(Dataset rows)
○ ○ ○ ○
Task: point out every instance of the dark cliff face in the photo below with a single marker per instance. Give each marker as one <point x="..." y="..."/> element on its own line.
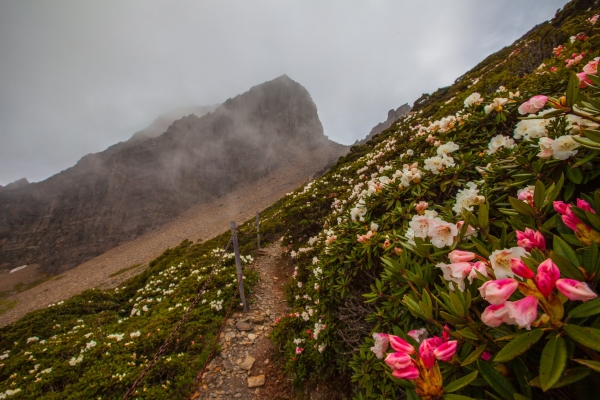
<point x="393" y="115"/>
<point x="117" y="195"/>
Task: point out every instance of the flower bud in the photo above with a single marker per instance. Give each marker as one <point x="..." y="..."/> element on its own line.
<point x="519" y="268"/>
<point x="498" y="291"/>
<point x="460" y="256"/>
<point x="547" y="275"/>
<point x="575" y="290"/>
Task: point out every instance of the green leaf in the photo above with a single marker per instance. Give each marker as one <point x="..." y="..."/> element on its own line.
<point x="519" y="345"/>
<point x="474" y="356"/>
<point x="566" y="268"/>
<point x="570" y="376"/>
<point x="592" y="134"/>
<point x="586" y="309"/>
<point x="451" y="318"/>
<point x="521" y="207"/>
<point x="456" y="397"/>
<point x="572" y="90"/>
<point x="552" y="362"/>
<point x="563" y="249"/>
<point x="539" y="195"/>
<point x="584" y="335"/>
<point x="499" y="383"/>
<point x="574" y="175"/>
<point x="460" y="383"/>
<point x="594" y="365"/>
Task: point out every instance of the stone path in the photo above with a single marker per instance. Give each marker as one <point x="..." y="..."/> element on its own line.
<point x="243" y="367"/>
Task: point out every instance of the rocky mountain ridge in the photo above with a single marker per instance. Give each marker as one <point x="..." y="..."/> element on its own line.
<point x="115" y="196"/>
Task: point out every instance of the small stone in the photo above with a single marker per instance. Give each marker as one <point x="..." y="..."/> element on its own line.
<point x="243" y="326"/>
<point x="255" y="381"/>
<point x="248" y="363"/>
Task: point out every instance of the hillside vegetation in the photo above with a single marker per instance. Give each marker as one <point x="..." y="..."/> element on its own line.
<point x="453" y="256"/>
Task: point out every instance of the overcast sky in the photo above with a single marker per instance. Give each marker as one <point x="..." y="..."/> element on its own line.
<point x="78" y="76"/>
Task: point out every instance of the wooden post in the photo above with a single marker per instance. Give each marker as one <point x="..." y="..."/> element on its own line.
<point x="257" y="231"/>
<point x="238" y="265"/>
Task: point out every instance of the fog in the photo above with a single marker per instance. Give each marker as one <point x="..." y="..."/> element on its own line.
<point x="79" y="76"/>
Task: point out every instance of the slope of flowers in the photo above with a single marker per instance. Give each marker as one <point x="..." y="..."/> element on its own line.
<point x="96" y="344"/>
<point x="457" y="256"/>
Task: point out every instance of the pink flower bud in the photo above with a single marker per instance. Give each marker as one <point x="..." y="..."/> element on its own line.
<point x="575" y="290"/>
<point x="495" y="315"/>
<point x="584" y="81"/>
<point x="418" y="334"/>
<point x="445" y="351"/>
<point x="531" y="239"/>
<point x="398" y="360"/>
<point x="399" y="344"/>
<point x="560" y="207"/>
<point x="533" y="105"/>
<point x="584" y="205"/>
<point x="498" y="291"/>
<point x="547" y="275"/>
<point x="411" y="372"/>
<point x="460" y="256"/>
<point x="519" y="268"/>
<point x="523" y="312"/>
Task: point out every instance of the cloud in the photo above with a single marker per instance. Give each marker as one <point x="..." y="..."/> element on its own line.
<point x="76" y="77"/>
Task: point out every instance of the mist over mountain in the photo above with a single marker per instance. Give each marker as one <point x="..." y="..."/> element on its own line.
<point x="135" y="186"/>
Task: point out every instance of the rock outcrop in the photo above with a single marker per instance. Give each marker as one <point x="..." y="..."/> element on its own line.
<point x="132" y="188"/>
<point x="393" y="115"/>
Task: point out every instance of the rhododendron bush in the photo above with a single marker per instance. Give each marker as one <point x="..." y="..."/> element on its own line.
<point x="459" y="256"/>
○ ○ ○ ○
What is needed: Please format the rows from the line containing "Task: point out every instance of the rhododendron" through the end of the rows as a numbered list, leaving out any blank lines.

Task output:
1. Task: point out every instance of the rhododendron bush in the photo above with a single marker per instance. Give each marker as one <point x="..." y="..."/> element on its own line.
2. <point x="459" y="256"/>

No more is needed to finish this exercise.